- _Prompt_
Send back all of the records, each one exactly as written.

- _Records for processing_

----

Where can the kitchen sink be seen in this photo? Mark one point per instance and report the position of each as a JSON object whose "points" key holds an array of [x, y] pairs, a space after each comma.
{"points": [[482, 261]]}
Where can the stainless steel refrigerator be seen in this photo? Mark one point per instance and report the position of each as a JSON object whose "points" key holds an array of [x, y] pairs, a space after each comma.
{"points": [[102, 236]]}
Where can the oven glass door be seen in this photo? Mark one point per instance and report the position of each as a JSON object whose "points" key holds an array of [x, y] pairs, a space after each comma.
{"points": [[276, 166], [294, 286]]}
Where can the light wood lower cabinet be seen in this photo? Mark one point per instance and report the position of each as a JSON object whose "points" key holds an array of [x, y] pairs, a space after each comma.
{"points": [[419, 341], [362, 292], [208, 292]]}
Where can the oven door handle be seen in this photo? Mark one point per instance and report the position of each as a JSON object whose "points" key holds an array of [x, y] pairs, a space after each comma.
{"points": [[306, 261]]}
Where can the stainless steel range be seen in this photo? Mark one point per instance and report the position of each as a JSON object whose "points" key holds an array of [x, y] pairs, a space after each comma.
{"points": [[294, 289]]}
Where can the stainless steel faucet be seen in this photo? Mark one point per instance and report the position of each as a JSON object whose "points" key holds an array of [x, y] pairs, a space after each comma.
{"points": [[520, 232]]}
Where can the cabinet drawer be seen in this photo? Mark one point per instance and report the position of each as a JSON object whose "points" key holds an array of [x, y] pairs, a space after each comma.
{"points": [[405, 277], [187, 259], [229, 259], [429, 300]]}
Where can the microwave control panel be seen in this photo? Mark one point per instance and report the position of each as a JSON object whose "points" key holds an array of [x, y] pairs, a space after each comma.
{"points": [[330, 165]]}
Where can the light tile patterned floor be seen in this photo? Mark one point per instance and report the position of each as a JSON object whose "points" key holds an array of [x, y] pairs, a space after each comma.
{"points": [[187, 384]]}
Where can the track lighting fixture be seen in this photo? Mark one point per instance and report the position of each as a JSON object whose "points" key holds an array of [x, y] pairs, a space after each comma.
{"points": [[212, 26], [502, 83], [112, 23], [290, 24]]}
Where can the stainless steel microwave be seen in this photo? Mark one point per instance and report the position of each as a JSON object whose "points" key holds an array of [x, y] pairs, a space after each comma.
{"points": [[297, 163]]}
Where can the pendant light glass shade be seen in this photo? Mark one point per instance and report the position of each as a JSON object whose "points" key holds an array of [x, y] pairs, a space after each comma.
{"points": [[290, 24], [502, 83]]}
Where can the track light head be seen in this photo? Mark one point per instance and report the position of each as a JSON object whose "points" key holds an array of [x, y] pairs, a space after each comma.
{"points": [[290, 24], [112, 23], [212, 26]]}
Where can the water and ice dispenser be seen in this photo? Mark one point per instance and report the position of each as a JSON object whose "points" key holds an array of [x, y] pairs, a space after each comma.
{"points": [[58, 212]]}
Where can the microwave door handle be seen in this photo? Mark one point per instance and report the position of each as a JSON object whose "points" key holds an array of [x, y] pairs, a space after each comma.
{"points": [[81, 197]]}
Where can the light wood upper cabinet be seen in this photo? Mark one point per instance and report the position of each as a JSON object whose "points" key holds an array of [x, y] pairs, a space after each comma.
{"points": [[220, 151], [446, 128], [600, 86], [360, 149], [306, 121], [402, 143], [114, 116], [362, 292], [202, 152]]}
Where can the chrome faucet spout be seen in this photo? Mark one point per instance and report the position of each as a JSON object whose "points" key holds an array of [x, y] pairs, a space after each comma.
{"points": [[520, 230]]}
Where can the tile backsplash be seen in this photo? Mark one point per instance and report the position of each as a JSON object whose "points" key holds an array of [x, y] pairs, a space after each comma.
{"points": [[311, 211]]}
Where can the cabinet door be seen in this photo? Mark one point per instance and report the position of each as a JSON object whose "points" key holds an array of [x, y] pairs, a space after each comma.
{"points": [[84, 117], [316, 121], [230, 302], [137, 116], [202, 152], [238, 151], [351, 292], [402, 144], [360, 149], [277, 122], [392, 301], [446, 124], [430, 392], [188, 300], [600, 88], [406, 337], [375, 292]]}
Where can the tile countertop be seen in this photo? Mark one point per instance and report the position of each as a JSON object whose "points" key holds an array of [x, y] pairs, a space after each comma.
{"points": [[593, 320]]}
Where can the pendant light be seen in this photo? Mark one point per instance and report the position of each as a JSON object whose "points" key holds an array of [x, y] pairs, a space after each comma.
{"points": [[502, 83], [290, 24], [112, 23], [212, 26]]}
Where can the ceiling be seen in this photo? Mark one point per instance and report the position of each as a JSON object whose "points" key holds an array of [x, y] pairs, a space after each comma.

----

- _Response below_
Where can the kitchen sink be seen in this photo? Mark one point per instance and report the position of each as a JSON object whose "points" key holds an array of [x, y] pairs, a space after each comma.
{"points": [[482, 261]]}
Where can the stainless steel refrigerator be seen in this photo? Mark one point per instance and report the position of each as a JSON object whose "points" key holds an array of [x, y] pairs, a space after each comma.
{"points": [[102, 236]]}
Where can the oven glass door be seen in this photo? Mark one point per instance and report the position of each as a JSON object whose "points" key holds an array of [x, y] pairs, a space after each comma.
{"points": [[276, 166], [294, 286]]}
Where can the light wood lower cabinet be seen in this photo? Mark one point per instance and report the position of each as a JSON object whose "points" key holds an array of [x, y] pairs, a space after each comma.
{"points": [[419, 341], [362, 292], [208, 292]]}
Where can the oven door handle be seen in this photo? Mark one point per instance and report the position of each as a JSON object whose "points" key holds an array of [x, y] pairs, a space after each comma.
{"points": [[306, 261]]}
Where can the stainless steel range be seen in this photo? Mark one point per instance and report the position of each as a JSON object whose "points" key holds an array of [x, y] pairs, a space after each comma.
{"points": [[294, 289]]}
Where can the stainless steel faucet be seen in this photo? Mark one point per instance and report the position of each as a JSON object whose "points" key holds an array of [x, y] pairs, a space after each comma.
{"points": [[520, 232]]}
Where can the cabinet drawer be seen in this photo? Mark one point per instance and report the position of each as a JSON object whose "points" key holds an array of [x, y] pairs, a space after each comma.
{"points": [[405, 277], [187, 259], [229, 259], [429, 300]]}
Where can the microwave control panel be seen in this photo? Mark one point per instance and report the position of each as a JSON object whose "points" key holds an array of [x, y] pairs, a space after each comma.
{"points": [[330, 165]]}
Where can the light tile patterned floor be seen in this photo? Mark one point per instance and report the position of each as a JSON object whose "points" key holds an array of [x, y] pairs, a space after each comma.
{"points": [[187, 384]]}
Where can the track lighting fixture be seen in this photo? Mark one point per instance and report the position of each as a JSON object whose "points" key holds an array of [x, y] pairs, a space after each comma.
{"points": [[212, 26], [502, 83], [112, 23], [290, 24]]}
Where can the stainless steel microwave be seen in this photo? Mark one point per instance and report the position of each as a JSON object whose "points" key holds an array of [x, y] pairs, a space after each comma.
{"points": [[297, 163]]}
Where can the pendant light glass shade be seen in this photo? Mark one point per instance and report the position of each as a JSON object whose "points" key holds an array of [x, y] pairs, a space after each comma.
{"points": [[290, 24], [502, 83]]}
Where can the track light head be seen in this photo? Mark one point per instance and report the position of each as a JSON object whose "points" key holds an array of [x, y] pairs, a space after each comma.
{"points": [[290, 24], [112, 23], [212, 26]]}
Where can the water and ice dispenser be seen in this photo? Mark one point per instance and report the position of each as a JSON object whose "points" key holds an array of [x, y] pairs, a space after each comma.
{"points": [[58, 212]]}
Where can the microwave door handle be seen in this photo? Mark one point per instance and report the position of each as a JSON object whose "points" key holds an array of [x, y] pairs, a space after each comma.
{"points": [[81, 197]]}
Where can the light wood upper cabinet be seen in this photo? Mark one point per instance and report the position of each as a JSON object whose "points" key holds an array of [x, y] pairs, a space after each comma.
{"points": [[220, 151], [446, 128], [600, 86], [360, 149], [306, 121], [402, 143], [114, 116], [362, 292], [202, 152]]}
Where can the chrome faucet spout be seen in this photo? Mark one point per instance and report the position of each as a JSON object whose "points" key holds an array of [x, y] pairs, a space after each comma.
{"points": [[520, 230]]}
Where can the tile backsplash be seen in this photo? Mark one point per instance and report the position of each as a JSON object whose "points" key holds an array of [x, y] pairs, a space after each comma.
{"points": [[311, 211]]}
Where can the cabinet door be seen in this photo? Mark one point per instance and report the position of each as a JSON object whose "points" key holds an array of [x, y] pairs, a space after each comma.
{"points": [[84, 117], [316, 121], [230, 302], [137, 116], [202, 152], [238, 151], [351, 292], [402, 144], [360, 149], [277, 122], [392, 301], [446, 124], [430, 392], [188, 300], [600, 88], [406, 337], [375, 292]]}
Where can the tile countertop be seen in this photo? Mark one point per instance and report the position of each as a JSON object whose "points" key holds an array of [x, y] pairs, a space after each comma.
{"points": [[593, 320]]}
Where can the pendant light be seen in this photo? Mark one point per instance and report the position of each as a JSON object whose "points" key holds an array of [x, y] pairs, a space after each comma.
{"points": [[502, 83], [290, 24], [112, 23], [212, 26]]}
Where can the ceiling be seen in this photo? Mark one point per instance and report the position of each as a JSON object whose "points" key holds an array of [x, y] pairs, a space after each comma.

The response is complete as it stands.